++++ ENTRIES ++++

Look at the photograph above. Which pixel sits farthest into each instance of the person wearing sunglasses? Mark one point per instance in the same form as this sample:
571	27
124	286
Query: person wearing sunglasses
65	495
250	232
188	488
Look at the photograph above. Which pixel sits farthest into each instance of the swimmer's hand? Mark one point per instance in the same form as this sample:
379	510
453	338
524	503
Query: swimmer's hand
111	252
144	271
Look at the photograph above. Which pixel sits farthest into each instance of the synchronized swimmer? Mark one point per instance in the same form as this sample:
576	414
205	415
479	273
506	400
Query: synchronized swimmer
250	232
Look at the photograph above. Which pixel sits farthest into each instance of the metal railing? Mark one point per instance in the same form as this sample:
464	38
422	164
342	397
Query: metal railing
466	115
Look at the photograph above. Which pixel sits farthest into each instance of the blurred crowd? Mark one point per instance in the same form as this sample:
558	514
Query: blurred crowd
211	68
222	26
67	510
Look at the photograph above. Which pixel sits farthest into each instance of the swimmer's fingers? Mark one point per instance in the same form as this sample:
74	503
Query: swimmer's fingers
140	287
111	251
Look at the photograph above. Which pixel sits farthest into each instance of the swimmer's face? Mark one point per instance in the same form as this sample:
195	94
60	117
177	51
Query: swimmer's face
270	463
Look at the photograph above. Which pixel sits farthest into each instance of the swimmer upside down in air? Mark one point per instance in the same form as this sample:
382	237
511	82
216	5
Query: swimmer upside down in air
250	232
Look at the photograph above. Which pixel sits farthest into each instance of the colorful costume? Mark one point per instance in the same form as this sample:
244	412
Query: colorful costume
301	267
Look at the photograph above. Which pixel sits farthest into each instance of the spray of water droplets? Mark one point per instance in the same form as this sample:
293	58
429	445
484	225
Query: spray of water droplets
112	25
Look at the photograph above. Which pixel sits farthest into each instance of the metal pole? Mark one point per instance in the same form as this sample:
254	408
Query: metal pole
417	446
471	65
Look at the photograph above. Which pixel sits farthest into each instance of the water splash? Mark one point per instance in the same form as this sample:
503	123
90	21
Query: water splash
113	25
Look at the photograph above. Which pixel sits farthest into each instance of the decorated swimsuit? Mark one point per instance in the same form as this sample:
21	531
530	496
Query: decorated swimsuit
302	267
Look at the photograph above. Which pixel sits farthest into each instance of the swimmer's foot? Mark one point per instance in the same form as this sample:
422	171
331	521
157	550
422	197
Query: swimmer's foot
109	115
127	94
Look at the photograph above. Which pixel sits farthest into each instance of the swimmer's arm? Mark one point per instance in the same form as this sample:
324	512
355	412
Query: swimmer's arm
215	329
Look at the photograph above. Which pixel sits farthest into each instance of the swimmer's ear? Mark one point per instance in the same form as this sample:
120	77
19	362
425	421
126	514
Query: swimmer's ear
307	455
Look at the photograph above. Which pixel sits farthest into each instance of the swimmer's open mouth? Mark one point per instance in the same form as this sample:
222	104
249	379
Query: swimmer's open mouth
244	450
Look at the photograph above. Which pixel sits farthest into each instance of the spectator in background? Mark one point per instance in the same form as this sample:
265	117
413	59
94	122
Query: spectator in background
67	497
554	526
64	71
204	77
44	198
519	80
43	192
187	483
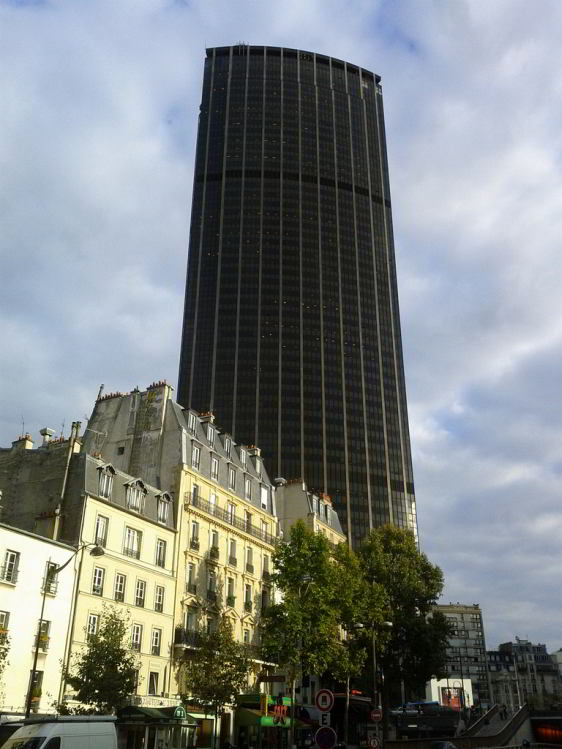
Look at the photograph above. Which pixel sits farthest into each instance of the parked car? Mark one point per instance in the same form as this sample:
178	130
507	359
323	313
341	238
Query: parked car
65	732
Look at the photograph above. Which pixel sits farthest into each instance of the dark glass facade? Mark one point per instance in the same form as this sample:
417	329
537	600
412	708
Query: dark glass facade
291	328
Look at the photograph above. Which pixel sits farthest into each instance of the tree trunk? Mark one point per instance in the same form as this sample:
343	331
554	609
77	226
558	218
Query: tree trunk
346	717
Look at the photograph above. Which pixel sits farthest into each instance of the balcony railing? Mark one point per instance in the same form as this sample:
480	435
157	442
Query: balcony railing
49	585
9	574
187	637
227	517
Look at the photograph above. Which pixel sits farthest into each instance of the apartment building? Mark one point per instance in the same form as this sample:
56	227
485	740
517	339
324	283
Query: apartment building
34	617
466	652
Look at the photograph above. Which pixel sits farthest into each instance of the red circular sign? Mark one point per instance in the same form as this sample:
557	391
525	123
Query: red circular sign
325	737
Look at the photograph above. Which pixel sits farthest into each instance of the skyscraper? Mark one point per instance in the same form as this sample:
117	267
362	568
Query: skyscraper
291	328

++++

● **TO DO**
Express every line of all the items above as a Markdown table with the columns No. and Line, numbering the rows and leaving out blank lines. Don't include the pictures in the table.

● **OUTPUT FOR THIS TASK**
| No. | Line |
|---|---|
| 1 | Look at the photograph above. Which pixel sits farthest into each instance of the person wearing sunglasses? Mark one point per instance in the same form as this sample: |
| 2 | 571	27 |
| 3 | 124	286 |
| 4 | Query: person wearing sunglasses |
| 5 | 65	495 |
| 6 | 250	232 |
| 7 | 188	488 |
| 8 | Look at the photograph above. Which pixel sits farthest into each instance of the swimmer's hand? Mark one point per instance in the same form as this sample: |
| 9 | 379	510 |
| 10 | 453	338 |
| 11 | 524	503 |
| 12 | Query: swimmer's hand |
| 13 | 111	252 |
| 14 | 144	271 |
| 15 | Look at the photograph above. Which pixel sits farthest into each instance of the synchronized swimmer? Mark one point per instance in the same form as this sample: |
| 16 | 576	414 |
| 17 | 205	415 |
| 18 | 479	273 |
| 19 | 506	400 |
| 20 | Query: synchronized swimmer |
| 21 | 250	232 |
| 22 | Look at the photograph above. Which pixel sits farthest into each instance of the metal railing? Mark one point per instance in the same form as this sample: |
| 23 | 464	38 |
| 24 | 422	164 |
| 25 | 342	397 |
| 26 | Query: metal railing |
| 27 | 466	115 |
| 28 | Look at the photograph above. Which pixel sits farthest into each instance of the blurred crowd? Mark one point per instance in the same form as this sample: |
| 29 | 558	514 |
| 30 | Query: blurred crowd |
| 31 | 211	68 |
| 32 | 222	26 |
| 33 | 67	510 |
| 34 | Look at the photograph above. Which pixel sits farthest into each instance of the swimmer's fingers? Mark one point per instance in the same form as this sample: |
| 35 | 74	503 |
| 36 | Query: swimmer's fingers |
| 37 | 140	287 |
| 38 | 111	251 |
| 39 | Look at the photograph above. Which pixel sits farthest into each instance of the swimmer's face? Mark one point per instance in the same form as this sample: |
| 40 | 195	94 |
| 41 | 60	117 |
| 42 | 177	51 |
| 43 | Query: swimmer's face |
| 44 | 270	463 |
| 45 | Look at the photograph above. Which pixel sits farthest into each instance of the swimmer upside down in air? Mark one point per instance in the same form as this sample: |
| 46 | 382	237 |
| 47 | 511	82 |
| 48 | 216	5 |
| 49 | Query: swimmer upside down in air |
| 50 | 250	232 |
| 51 | Look at the photograph above. Which pixel sits farthest into each instance of the colorful costume? Mark one point per instance in the same form as this sample: |
| 52 | 244	412 |
| 53 | Query: colorful costume |
| 54 | 301	267 |
| 55 | Look at the photograph above. Which pixel sits farthest into each instance of the spray of water droplets? Mark one point per instance in the same form as this sample: |
| 56 | 293	58 |
| 57 | 429	445 |
| 58 | 484	225 |
| 59 | Query: spray of water droplets |
| 60 | 112	25 |
| 61 | Look at the photograph above. Which pixel sits farthest into each instance of the metal pole? Mark one point per instance in the same form as this sample: |
| 62 | 254	408 |
| 63 | Query: metal pole |
| 64 | 417	446 |
| 65 | 471	65 |
| 66 | Look at the photograph above. Which pixel sits farthest into each instance of the water splash? Mark one point per instance in the same form as this sample: |
| 67 | 503	123 |
| 68 | 90	21 |
| 69 | Query: water splash |
| 70 | 113	25 |
| 71 | Look at the photograph above. Which pixel sits farthest into each instance of the decorated swimsuit? Mark one point per instance in the same form as this sample: |
| 72 | 21	531 |
| 73 | 530	496 |
| 74 | Query: decorated swimsuit |
| 75 | 302	267 |
| 76 | Look at the photograph above. Which pixel sits farthest into each instance of the swimmer's foot? Mark one point per instance in the same form as this sample: |
| 77 | 422	171 |
| 78 | 331	521 |
| 79 | 157	550 |
| 80 | 422	197 |
| 81 | Query: swimmer's foot |
| 82 | 109	115 |
| 83 | 127	94 |
| 84 | Look at the photograph above. Which pixel sits farthest into each instance of the swimmer's arm? Mark one point per instance in the same form as this sample: |
| 85 | 324	512 |
| 86 | 355	412 |
| 87 | Query: swimmer's arm |
| 88 | 215	329 |
| 89 | Look at the photograph above. Which pixel sits farthest into each instance of the swimmer's ear? Mark one point per instance in the same form as this sample: |
| 90 | 120	77 |
| 91 | 19	362 |
| 92 | 425	421 |
| 93 | 126	514 |
| 94 | Query: swimmer's ear |
| 95 | 307	455 |
| 96 | Look at the photograph above. Which pixel sits farthest into each instance of the swimmer's open mouth? Mark one point per instance in the same form as this sample: |
| 97 | 222	104 |
| 98 | 249	379 |
| 99 | Query: swimmer's open mouth |
| 100 | 244	450 |
| 101 | Look at the photograph above. Which pixel sits farthest into each instance of the spectator in background? Mark one point per instance in the same form as this sample: |
| 102 | 265	117 |
| 103 | 413	59 |
| 104 | 94	122 |
| 105 | Query: spectator in background |
| 106 | 67	497 |
| 107 | 554	526 |
| 108 | 64	71 |
| 109 | 204	77 |
| 110 | 44	198 |
| 111 | 519	80 |
| 112 | 43	192 |
| 113 | 187	483 |
| 114 | Look at the photograph above. Which pixel sits farthest into each instance of the parked car? Mark one point per instance in the same form as this sample: |
| 115 | 178	130 |
| 116 | 507	359 |
| 117 | 323	313 |
| 118 | 341	238 |
| 119 | Query: parked car |
| 120 | 65	732 |
| 121 | Look at the photograph above. Which pixel sits farthest into each instance of the dark glass facade? Mark one point per instance in the same form as this sample: |
| 122 | 417	329 |
| 123 | 537	600 |
| 124 | 412	708 |
| 125 | Query: dark glass facade |
| 126 | 291	328 |
| 127 | Look at the photograph above. Which pixel sits farthest into each instance of the tree trunk? Mark one point per instance in the same form as this sample: |
| 128 | 343	331 |
| 129 | 554	609 |
| 130 | 77	226 |
| 131 | 558	218 |
| 132 | Query: tree trunk |
| 133 | 346	717 |
| 134 | Look at the photograph above. Which pixel sits farthest into each instance of the balcony railing? Mark one point per instance in the same form as this sample: |
| 135 | 480	435 |
| 136 | 157	442 |
| 137 | Query: balcony railing |
| 138 | 49	585 |
| 139 | 9	574 |
| 140 | 187	637 |
| 141 | 227	517 |
| 142 | Look at the photograph above. Which pixel sits farthest into each instance of the apartment building? Mark one point per instance in the same form as this sample: |
| 143 | 56	227 |
| 144 | 485	740 |
| 145 | 517	339 |
| 146 | 324	283 |
| 147 | Query: apartment building |
| 148 | 34	617 |
| 149 | 466	652 |
| 150 | Look at the photograph above. Which pixel sits farthest into each instance of the red circular sign? Mark one point per instance in the same form as this sample: |
| 151 | 557	391 |
| 152 | 525	123 |
| 153 | Query: red circular sign |
| 154 | 325	737 |
| 155 | Look at the photograph above. Which pixel sits farthest into each instance of the skyscraper? Mark one point per instance in the same form as this sample: |
| 156 | 117	267 |
| 157 | 362	568 |
| 158 | Query: skyscraper |
| 159 | 291	328 |